### What the task requires
Leave out the images and transcribe the entries below word for word.

-- Records provided follows --

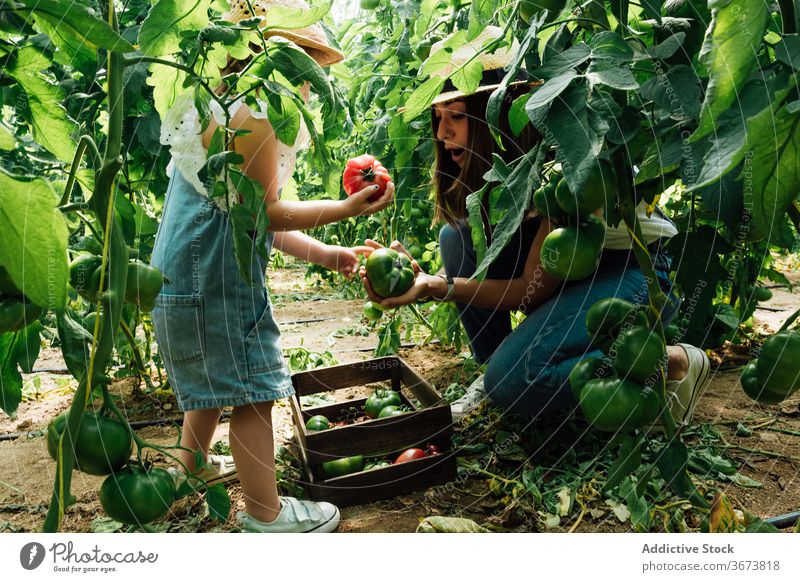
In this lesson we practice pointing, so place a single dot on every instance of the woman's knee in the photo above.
(455, 246)
(524, 386)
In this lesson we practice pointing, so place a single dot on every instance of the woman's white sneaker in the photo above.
(472, 399)
(684, 394)
(296, 516)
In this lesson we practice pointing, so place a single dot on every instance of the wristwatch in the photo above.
(451, 288)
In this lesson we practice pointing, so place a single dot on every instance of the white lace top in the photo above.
(180, 129)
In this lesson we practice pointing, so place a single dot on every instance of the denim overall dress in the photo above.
(216, 333)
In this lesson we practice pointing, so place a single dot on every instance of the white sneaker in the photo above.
(222, 470)
(684, 394)
(296, 516)
(472, 399)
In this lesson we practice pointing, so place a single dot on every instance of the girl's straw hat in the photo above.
(493, 63)
(312, 37)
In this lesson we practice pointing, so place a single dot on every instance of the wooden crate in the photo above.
(429, 423)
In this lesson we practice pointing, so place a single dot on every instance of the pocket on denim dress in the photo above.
(262, 344)
(178, 322)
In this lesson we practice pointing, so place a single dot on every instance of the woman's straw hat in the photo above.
(312, 38)
(493, 63)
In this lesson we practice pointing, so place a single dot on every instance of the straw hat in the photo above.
(493, 63)
(312, 38)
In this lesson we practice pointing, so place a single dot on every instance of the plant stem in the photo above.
(115, 255)
(788, 16)
(85, 142)
(419, 316)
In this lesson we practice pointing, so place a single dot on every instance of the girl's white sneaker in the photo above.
(296, 516)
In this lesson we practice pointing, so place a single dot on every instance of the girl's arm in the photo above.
(260, 152)
(523, 293)
(300, 245)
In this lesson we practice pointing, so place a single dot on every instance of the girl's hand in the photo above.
(343, 259)
(359, 205)
(396, 246)
(423, 288)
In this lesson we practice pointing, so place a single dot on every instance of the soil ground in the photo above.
(764, 440)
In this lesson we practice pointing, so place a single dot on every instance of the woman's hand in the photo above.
(359, 205)
(395, 246)
(424, 285)
(343, 259)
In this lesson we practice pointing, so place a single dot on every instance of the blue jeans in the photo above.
(528, 369)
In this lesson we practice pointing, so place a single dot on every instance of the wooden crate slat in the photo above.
(345, 375)
(389, 436)
(385, 482)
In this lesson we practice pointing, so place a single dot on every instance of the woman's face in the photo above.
(453, 129)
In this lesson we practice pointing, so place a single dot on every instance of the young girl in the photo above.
(528, 368)
(216, 332)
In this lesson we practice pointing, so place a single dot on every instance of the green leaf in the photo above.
(71, 51)
(51, 126)
(552, 88)
(422, 97)
(467, 78)
(697, 266)
(729, 52)
(567, 127)
(34, 249)
(404, 141)
(773, 169)
(728, 147)
(745, 481)
(297, 66)
(672, 461)
(668, 47)
(498, 97)
(517, 117)
(160, 33)
(677, 92)
(787, 51)
(10, 378)
(628, 460)
(612, 75)
(288, 17)
(7, 141)
(75, 341)
(436, 61)
(285, 120)
(82, 25)
(442, 524)
(167, 83)
(636, 504)
(30, 344)
(18, 349)
(610, 46)
(242, 224)
(219, 504)
(475, 213)
(558, 63)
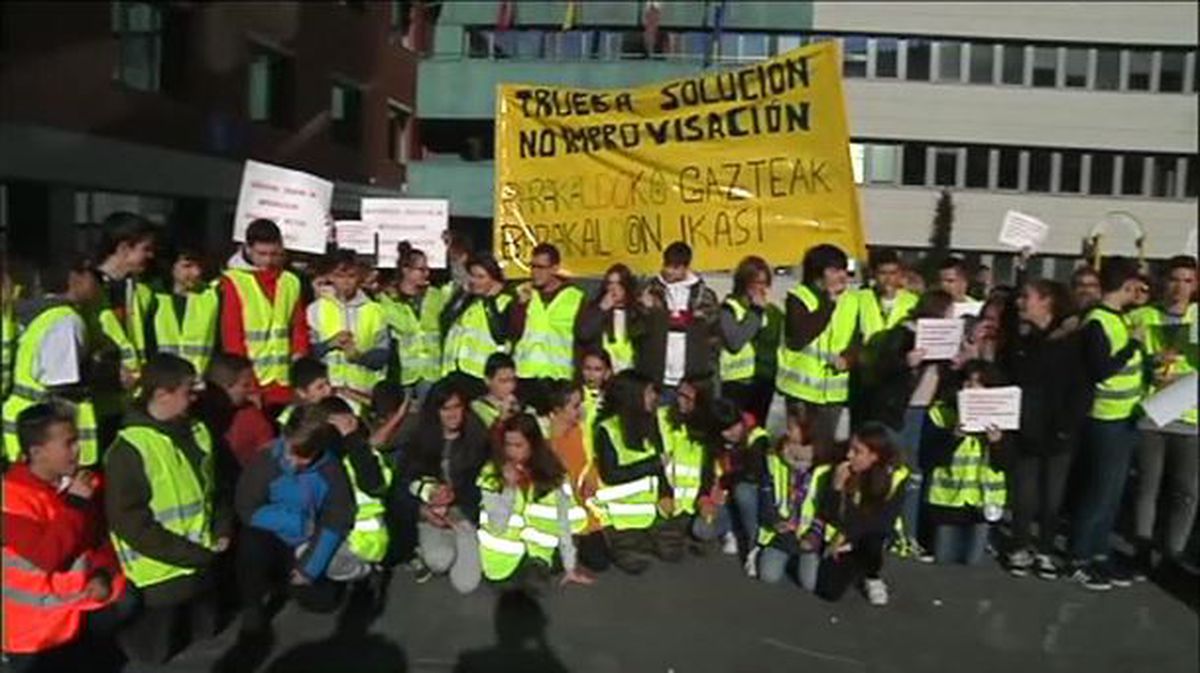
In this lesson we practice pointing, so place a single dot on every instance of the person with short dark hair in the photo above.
(262, 311)
(167, 511)
(61, 580)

-- Records provided concluded --

### Response box
In this lesson we practice pointing, so place a single dot on every instance of the woman's knee in the photo above.
(455, 246)
(524, 386)
In this lesson we practice pointing, so place a single dot on every instance of the woman's white sneaker in the photo above.
(472, 399)
(684, 394)
(296, 516)
In this lesson we practice pointing, so place a single dot on every instance of the wristwatch in the photo above.
(451, 288)
In this lesson we practice pointing, so place a single dot on every instance of the white lace top in the photo above.
(180, 129)
In this lesson we practice pointing, so place a single dot on every instance of the denim overall dress in the photo above.
(216, 333)
In this lesson we practice pointing, so place a single dot on every instance of the white sneaker in the photo above.
(222, 470)
(684, 394)
(296, 516)
(472, 399)
In this lesson we practice pointing, so place a single dot on every instance of the girl's straw hat in the photo above.
(493, 63)
(312, 37)
In this lesson we practice pointing, so place a single dot on every instance of the wooden crate in the photo above.
(429, 423)
In this lesson we practice pointing, so place a single dot on every instance of the pocket on denim dress in the photo above.
(262, 344)
(178, 322)
In this lesson we practice pointing, so place a single dot on every instance of the woman's straw hat in the photo above.
(312, 38)
(493, 63)
In this lesson we practice pointing, so place a single dot on every instance of the straw hat in the photo above.
(493, 63)
(312, 38)
In this lesson we practice pointing, so place a single dot on every instance of the plant stem in the photo above.
(115, 255)
(788, 16)
(85, 142)
(419, 316)
In this lesson we practice pointing, so place a single dot on every instance of the girl's white sneaker in the photo above.
(296, 516)
In this lesson we practice pointing, so place a single dot on every instance of the girl's arm in the photo above.
(260, 152)
(523, 293)
(300, 245)
In this lesson we practice pointing, so place a single dot on every instance of the girl's hand in the photo above.
(343, 259)
(359, 205)
(396, 246)
(423, 288)
In this lesson we practice pointing, so place a single dot on every instance of the soil ground in the photo above.
(764, 440)
In this lesson we practice pointing, so place a single dot on every instance of the woman's hand in the photo above.
(359, 205)
(395, 246)
(424, 285)
(343, 259)
In this lesson we practice pointing, so place a single dot on every instance of the blue jeans in the photo above.
(528, 369)
In this lesson we practice pointing, so place a single dot on every instance of the wooden crate slat in the photo above.
(345, 375)
(389, 436)
(385, 482)
In this lesson we practice pointing, so place a single dot on every instance of the woman's face in the photo above.
(453, 129)
In this lesson we practice pointing, so place a single dot on every instance of the young girl in the photo above.
(528, 368)
(216, 332)
In this lesson we practice pointing, so place a single dot on every instance of the green leaf in the photo above.
(71, 51)
(51, 126)
(552, 88)
(422, 97)
(467, 78)
(697, 266)
(729, 52)
(567, 127)
(34, 249)
(404, 141)
(773, 169)
(728, 147)
(745, 481)
(297, 66)
(672, 461)
(668, 47)
(498, 97)
(517, 117)
(160, 33)
(677, 92)
(787, 51)
(10, 378)
(628, 460)
(612, 75)
(288, 17)
(7, 141)
(75, 341)
(436, 61)
(285, 120)
(82, 25)
(442, 524)
(167, 83)
(636, 504)
(30, 344)
(18, 349)
(610, 46)
(242, 224)
(219, 504)
(475, 213)
(558, 63)
In this lesson we practice pointing, so place a single dot on every instance of the person with short dark hair in the photo above.
(262, 311)
(167, 511)
(61, 580)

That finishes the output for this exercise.